→ Work to complete: Starting at the line containing "[pin] purple cart" and ending at the end of the data, reproduce those lines with "handle" swapped for "grip" and everything else unchanged, omitting the pictures.

begin

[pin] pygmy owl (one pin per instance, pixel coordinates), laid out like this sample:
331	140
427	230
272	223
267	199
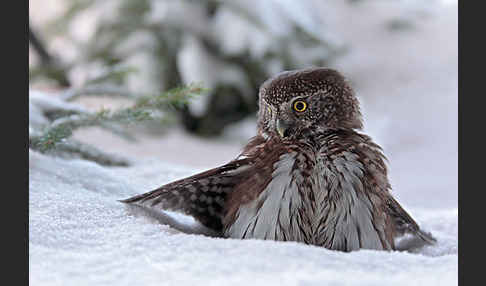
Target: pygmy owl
307	176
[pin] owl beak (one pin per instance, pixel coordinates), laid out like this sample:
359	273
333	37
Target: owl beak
282	128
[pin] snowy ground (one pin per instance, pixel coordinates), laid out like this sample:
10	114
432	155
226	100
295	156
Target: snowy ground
80	235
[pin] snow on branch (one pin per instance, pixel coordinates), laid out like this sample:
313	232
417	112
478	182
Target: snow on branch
55	135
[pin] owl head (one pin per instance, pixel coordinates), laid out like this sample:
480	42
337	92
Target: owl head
312	98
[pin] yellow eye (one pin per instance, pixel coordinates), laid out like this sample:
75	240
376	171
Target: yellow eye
300	106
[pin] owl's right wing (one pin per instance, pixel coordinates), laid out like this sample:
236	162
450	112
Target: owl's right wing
202	195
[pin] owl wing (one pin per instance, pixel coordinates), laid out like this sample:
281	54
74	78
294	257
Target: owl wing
202	195
403	223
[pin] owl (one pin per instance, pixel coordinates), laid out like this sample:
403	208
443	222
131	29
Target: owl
308	175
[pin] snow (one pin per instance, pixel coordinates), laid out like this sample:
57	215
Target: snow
79	234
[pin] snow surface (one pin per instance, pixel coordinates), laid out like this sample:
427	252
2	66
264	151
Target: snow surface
79	234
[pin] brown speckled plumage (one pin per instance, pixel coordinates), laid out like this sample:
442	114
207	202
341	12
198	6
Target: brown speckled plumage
306	176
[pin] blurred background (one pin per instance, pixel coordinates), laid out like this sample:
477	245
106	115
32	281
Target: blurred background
399	55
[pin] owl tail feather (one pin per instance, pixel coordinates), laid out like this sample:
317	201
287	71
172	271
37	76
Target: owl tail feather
202	196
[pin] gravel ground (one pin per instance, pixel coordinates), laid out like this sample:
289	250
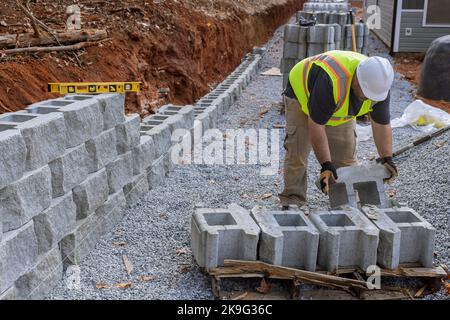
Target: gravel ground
155	234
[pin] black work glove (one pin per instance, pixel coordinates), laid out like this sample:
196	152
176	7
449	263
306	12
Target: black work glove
392	168
328	174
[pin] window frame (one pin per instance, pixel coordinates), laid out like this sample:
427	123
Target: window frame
424	21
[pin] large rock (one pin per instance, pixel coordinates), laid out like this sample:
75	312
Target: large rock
435	77
25	198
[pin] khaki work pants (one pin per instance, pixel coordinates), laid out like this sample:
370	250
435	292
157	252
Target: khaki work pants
341	140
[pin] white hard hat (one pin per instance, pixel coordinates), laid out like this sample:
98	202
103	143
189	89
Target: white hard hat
375	77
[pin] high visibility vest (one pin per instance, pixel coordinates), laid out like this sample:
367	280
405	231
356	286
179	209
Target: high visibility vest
341	68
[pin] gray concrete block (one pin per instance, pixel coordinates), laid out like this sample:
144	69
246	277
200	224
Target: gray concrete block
112	212
143	155
82	240
405	237
25	198
291	33
137	188
102	150
219	234
120	172
18	253
44	138
156	172
91	193
69	170
128	133
161	138
290	50
112	107
287	238
320	33
360	185
83	120
52	225
37	283
13	152
287	65
347	239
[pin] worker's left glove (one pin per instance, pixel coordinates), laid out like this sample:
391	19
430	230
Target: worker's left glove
328	175
392	168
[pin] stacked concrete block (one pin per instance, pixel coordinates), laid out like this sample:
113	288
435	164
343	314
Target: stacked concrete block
357	186
362	37
56	222
13	152
287	238
18	253
220	234
347	239
25	198
405	237
320	39
128	133
91	193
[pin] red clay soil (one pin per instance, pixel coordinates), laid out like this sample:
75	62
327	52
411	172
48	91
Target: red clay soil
185	46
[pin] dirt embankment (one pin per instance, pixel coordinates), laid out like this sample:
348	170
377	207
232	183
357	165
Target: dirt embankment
185	46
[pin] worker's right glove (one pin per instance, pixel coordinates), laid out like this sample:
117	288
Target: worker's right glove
392	168
328	175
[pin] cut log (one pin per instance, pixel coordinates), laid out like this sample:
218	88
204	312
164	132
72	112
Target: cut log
29	40
74	47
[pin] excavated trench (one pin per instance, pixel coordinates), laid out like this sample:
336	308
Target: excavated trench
179	50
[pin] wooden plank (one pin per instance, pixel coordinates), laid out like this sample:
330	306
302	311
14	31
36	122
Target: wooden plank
235	267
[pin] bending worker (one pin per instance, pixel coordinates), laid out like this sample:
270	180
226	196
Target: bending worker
324	95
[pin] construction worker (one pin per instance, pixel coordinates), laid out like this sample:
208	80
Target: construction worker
324	96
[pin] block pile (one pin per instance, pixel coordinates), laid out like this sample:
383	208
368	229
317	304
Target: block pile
70	166
370	233
332	32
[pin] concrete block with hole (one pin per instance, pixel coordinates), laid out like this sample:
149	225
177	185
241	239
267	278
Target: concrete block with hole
69	170
91	193
360	185
137	188
101	150
157	172
161	138
84	121
13	152
143	154
112	107
290	50
44	136
347	239
220	234
37	283
52	225
405	237
25	198
287	238
120	172
320	33
18	253
128	133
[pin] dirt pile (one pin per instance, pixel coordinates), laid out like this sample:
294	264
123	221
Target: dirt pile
179	49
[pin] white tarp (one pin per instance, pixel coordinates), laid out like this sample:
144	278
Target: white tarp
418	114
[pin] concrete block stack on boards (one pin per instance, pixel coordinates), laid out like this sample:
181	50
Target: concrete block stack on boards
70	166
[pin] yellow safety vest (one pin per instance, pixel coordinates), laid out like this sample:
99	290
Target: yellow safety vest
340	67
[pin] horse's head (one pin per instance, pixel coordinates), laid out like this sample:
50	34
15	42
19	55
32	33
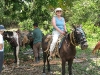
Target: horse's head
79	37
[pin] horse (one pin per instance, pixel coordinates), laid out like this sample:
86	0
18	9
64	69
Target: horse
97	47
13	38
26	39
67	51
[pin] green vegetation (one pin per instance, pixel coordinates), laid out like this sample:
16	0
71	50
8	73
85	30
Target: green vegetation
23	13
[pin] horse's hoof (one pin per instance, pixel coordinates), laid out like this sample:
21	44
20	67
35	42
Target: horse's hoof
43	73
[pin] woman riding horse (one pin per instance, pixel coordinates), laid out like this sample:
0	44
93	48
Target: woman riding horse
67	50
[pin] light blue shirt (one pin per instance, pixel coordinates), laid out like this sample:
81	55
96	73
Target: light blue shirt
59	23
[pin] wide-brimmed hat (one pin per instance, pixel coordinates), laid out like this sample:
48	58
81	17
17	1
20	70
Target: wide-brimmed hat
2	28
57	9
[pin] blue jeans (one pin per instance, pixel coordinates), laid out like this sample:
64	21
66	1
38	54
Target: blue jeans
1	60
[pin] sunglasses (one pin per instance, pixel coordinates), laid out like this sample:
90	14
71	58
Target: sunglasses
58	11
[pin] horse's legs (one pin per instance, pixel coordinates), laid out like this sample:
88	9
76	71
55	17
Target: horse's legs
44	61
70	66
63	67
48	64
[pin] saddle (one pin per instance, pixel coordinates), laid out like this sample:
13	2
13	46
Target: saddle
57	46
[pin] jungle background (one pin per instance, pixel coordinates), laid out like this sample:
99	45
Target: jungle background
23	13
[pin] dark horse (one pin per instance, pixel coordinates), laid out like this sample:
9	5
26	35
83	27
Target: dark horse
67	50
13	38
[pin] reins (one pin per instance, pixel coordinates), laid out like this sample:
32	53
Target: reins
72	39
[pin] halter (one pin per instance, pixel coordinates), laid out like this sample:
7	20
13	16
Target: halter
72	39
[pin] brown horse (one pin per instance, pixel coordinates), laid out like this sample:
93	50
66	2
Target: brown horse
97	47
67	50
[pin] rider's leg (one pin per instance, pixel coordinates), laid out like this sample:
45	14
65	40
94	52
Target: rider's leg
55	35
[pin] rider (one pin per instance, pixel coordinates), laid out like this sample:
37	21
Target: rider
1	46
59	27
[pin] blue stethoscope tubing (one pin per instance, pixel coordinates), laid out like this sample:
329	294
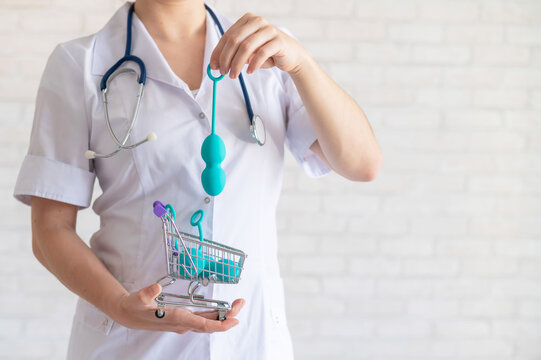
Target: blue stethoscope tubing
257	128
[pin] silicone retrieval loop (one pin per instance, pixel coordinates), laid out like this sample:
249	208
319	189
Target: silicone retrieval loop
213	151
196	219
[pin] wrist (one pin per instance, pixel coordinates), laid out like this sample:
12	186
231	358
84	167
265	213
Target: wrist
306	63
115	306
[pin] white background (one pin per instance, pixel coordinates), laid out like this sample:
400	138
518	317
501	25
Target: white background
439	258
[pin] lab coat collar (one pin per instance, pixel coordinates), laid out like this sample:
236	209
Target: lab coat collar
111	42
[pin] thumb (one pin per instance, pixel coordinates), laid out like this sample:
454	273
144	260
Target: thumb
147	294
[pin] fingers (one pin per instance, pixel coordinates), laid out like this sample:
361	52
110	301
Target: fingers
213	314
202	324
262	54
248	47
229	43
147	294
236	307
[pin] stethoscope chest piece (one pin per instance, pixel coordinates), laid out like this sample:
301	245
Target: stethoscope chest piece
257	129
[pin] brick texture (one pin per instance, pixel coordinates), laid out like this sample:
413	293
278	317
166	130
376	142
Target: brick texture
439	258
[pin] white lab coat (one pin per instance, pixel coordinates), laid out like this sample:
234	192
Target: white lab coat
69	120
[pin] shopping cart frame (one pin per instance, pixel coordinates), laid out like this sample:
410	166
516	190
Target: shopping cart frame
222	265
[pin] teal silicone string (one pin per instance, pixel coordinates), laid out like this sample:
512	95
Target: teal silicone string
214	81
196	219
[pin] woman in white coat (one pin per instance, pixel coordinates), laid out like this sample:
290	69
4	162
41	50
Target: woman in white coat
303	109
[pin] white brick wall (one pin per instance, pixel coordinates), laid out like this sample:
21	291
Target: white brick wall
439	258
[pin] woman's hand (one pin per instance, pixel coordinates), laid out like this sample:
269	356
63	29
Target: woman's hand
136	311
254	41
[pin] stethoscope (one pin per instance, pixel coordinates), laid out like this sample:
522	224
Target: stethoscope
257	128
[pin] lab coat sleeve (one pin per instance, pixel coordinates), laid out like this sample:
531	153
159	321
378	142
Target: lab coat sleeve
300	133
55	166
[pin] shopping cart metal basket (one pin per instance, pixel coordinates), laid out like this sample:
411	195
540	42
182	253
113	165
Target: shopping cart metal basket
196	259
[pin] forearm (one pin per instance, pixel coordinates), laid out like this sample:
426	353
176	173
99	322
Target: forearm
344	134
65	255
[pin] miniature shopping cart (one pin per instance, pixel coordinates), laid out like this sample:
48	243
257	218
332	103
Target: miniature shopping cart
194	258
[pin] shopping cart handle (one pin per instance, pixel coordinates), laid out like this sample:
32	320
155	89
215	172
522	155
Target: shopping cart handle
159	209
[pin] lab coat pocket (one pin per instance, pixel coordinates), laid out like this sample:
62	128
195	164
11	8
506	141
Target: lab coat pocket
92	317
280	346
277	302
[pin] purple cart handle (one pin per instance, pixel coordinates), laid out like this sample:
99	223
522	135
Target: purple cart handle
159	209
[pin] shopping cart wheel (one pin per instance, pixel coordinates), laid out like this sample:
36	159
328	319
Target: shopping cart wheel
160	313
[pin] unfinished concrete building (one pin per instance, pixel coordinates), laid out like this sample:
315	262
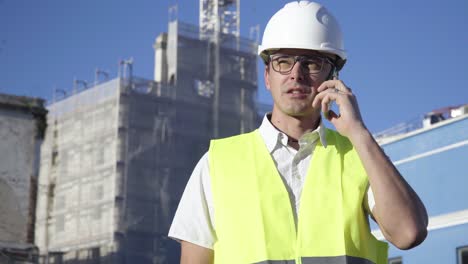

end

→ Task answer:
[pin] purple cart grip (one pin per instance, pixel coordinates), laid out like this sample:
99	223
522	135
Target: purple cart grip
159	209
[pin] shopping cart wheel (one pin per instance, pixel coordinates), laid out like this sample:
36	159
328	319
Target: shopping cart wheel
160	313
[pin] unfinished concrete building (one pin per instance, pixel coordinates), laid out like this sample:
315	262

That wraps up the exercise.